**BRIEF**
Restate each entry below without changing a word.

**EXTRACTED RECORDS**

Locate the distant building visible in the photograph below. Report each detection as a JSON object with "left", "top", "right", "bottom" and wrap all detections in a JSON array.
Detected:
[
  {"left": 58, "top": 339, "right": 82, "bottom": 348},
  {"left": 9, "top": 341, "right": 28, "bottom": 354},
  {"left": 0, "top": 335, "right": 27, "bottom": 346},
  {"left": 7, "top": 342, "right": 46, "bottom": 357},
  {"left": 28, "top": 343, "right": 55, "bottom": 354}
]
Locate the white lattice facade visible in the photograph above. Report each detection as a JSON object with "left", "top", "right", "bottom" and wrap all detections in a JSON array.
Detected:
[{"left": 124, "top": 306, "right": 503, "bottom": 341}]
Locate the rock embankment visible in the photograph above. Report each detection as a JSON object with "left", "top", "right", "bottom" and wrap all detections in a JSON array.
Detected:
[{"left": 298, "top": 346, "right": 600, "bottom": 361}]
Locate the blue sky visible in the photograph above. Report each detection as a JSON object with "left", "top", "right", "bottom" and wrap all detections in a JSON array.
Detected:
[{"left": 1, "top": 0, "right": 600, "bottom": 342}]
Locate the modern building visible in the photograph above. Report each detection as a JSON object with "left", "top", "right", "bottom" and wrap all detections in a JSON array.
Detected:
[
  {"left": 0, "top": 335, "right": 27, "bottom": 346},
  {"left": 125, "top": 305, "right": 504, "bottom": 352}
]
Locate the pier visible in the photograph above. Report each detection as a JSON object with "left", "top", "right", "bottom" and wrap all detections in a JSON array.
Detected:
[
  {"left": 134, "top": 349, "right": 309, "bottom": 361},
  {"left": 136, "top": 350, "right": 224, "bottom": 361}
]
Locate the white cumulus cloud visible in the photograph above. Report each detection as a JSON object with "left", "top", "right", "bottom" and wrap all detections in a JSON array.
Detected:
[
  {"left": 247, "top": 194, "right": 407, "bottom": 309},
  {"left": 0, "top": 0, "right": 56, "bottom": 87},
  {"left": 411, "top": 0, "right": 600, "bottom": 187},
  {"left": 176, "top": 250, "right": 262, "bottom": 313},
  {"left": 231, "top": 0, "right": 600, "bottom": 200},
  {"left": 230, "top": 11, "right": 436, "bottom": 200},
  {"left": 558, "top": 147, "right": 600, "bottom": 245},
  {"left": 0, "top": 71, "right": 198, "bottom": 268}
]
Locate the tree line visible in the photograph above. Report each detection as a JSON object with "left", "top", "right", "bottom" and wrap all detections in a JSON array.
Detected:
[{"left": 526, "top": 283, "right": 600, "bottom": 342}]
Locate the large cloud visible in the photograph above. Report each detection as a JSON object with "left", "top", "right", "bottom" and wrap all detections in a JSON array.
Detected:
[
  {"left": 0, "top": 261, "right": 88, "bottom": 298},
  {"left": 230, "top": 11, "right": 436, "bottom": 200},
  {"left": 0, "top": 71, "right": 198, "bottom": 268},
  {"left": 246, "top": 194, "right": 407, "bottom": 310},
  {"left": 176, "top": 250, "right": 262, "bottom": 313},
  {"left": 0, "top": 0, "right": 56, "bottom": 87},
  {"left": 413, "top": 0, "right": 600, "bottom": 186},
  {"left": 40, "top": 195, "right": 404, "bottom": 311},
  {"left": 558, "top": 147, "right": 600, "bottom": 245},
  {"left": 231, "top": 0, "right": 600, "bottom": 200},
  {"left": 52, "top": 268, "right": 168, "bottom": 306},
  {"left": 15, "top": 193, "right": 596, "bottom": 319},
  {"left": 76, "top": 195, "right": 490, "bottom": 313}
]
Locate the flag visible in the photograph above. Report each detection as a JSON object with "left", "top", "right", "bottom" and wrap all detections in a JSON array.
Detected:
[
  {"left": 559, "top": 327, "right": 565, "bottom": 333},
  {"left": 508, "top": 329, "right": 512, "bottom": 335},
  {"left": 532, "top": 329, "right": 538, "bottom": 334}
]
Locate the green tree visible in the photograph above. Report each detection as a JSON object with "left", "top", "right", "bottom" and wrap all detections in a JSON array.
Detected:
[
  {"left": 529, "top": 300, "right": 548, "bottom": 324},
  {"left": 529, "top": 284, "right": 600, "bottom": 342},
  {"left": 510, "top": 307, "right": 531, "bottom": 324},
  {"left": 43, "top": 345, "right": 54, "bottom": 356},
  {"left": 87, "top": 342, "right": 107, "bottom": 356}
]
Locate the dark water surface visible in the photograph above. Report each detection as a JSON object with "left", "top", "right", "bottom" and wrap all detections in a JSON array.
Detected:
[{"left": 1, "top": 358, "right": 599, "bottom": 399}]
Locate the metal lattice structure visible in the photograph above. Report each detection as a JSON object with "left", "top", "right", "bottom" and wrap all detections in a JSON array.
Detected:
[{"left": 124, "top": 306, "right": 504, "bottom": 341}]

**WRITTEN ANSWER**
Locate the distant building visible in the photograph below. Report each detection as a JSON object with "left", "top", "right", "bottom" and wrap all detections in a JSON array.
Detected:
[
  {"left": 58, "top": 339, "right": 82, "bottom": 348},
  {"left": 9, "top": 341, "right": 28, "bottom": 354},
  {"left": 0, "top": 335, "right": 27, "bottom": 346},
  {"left": 7, "top": 342, "right": 46, "bottom": 357},
  {"left": 28, "top": 343, "right": 55, "bottom": 354}
]
Locate the white lattice facade visible in the photograph above. Report each detection as a JSON object with "left", "top", "right", "bottom" and wrap all detections in a JSON array.
Detected:
[{"left": 124, "top": 306, "right": 503, "bottom": 341}]
Locate the rock embankment visible in the photograph above. Report each detection as a JSON object with "left", "top", "right", "bottom" and wrap all detections in a JSON array.
Detected:
[{"left": 298, "top": 346, "right": 600, "bottom": 361}]
Locate the blue sky visible in the photograph above. Report each detection as a JSON object with "left", "top", "right", "bottom" and wrap all detections in a JSON array.
Detected:
[{"left": 1, "top": 0, "right": 600, "bottom": 342}]
Locate the modern building visible in the photograph above. Report each detection as a JSON object with "left", "top", "right", "bottom" and wrap all detections in a JSON array.
Detected:
[
  {"left": 0, "top": 335, "right": 27, "bottom": 346},
  {"left": 125, "top": 305, "right": 504, "bottom": 352}
]
Locate the pier visible in the photograph above. Report each detection as a JSON object with "left", "top", "right", "bottom" and wrap all detections in a JSON array.
Detected:
[
  {"left": 134, "top": 349, "right": 309, "bottom": 361},
  {"left": 136, "top": 350, "right": 224, "bottom": 361}
]
Locate the white cumulus cloud visible in the photograph above. Report each detection as a JSON object with "left", "top", "right", "bottom" and wrap all detections in a JSON array.
Detected:
[
  {"left": 247, "top": 194, "right": 407, "bottom": 309},
  {"left": 0, "top": 0, "right": 56, "bottom": 87},
  {"left": 411, "top": 0, "right": 600, "bottom": 187},
  {"left": 176, "top": 250, "right": 262, "bottom": 313},
  {"left": 231, "top": 0, "right": 600, "bottom": 200},
  {"left": 230, "top": 11, "right": 436, "bottom": 200},
  {"left": 558, "top": 147, "right": 600, "bottom": 245},
  {"left": 0, "top": 71, "right": 198, "bottom": 268}
]
Locate the tree line visible in the photograph above. Report each detection as a JSON object with "left", "top", "right", "bottom" and wrap all detections in a JSON array.
Detected:
[{"left": 526, "top": 283, "right": 600, "bottom": 342}]
Locate the large cloud visible in the photograph above. Report each detection as a JSON object with "left", "top", "right", "bottom" and wrap all detections in a JSON array.
Detected:
[
  {"left": 0, "top": 261, "right": 88, "bottom": 298},
  {"left": 230, "top": 11, "right": 436, "bottom": 200},
  {"left": 0, "top": 71, "right": 198, "bottom": 268},
  {"left": 246, "top": 194, "right": 407, "bottom": 310},
  {"left": 176, "top": 250, "right": 262, "bottom": 313},
  {"left": 0, "top": 0, "right": 56, "bottom": 87},
  {"left": 413, "top": 0, "right": 600, "bottom": 186},
  {"left": 40, "top": 195, "right": 404, "bottom": 311},
  {"left": 558, "top": 147, "right": 600, "bottom": 245},
  {"left": 231, "top": 0, "right": 600, "bottom": 200},
  {"left": 52, "top": 268, "right": 168, "bottom": 306},
  {"left": 15, "top": 193, "right": 596, "bottom": 319},
  {"left": 76, "top": 195, "right": 490, "bottom": 313}
]
Locate the flag visible in the photograph above. Report each detection as a JSON object with "left", "top", "right", "bottom" and wrap all detections in a JSON array.
Detected:
[
  {"left": 559, "top": 327, "right": 565, "bottom": 333},
  {"left": 508, "top": 329, "right": 512, "bottom": 335},
  {"left": 532, "top": 329, "right": 538, "bottom": 334}
]
Locate the green tree visible in the photograph above. Report each detection as a JSON object with "left", "top", "right", "bottom" and wrap all detections in a JSON array.
Detected:
[
  {"left": 529, "top": 300, "right": 548, "bottom": 324},
  {"left": 529, "top": 284, "right": 600, "bottom": 342},
  {"left": 510, "top": 307, "right": 531, "bottom": 324},
  {"left": 43, "top": 345, "right": 54, "bottom": 356},
  {"left": 87, "top": 342, "right": 107, "bottom": 356}
]
Locate the dark water surface visible in the photograph above. Report each detection as a JSON object with "left", "top", "right", "bottom" and wrap all detections in a JSON array.
Detected:
[{"left": 1, "top": 358, "right": 599, "bottom": 399}]
Locate the metal lattice structure visible in the photograph above. Report each detection as a JSON object with "left", "top", "right", "bottom" and wrap all detections in a JSON array.
Detected:
[{"left": 124, "top": 306, "right": 504, "bottom": 341}]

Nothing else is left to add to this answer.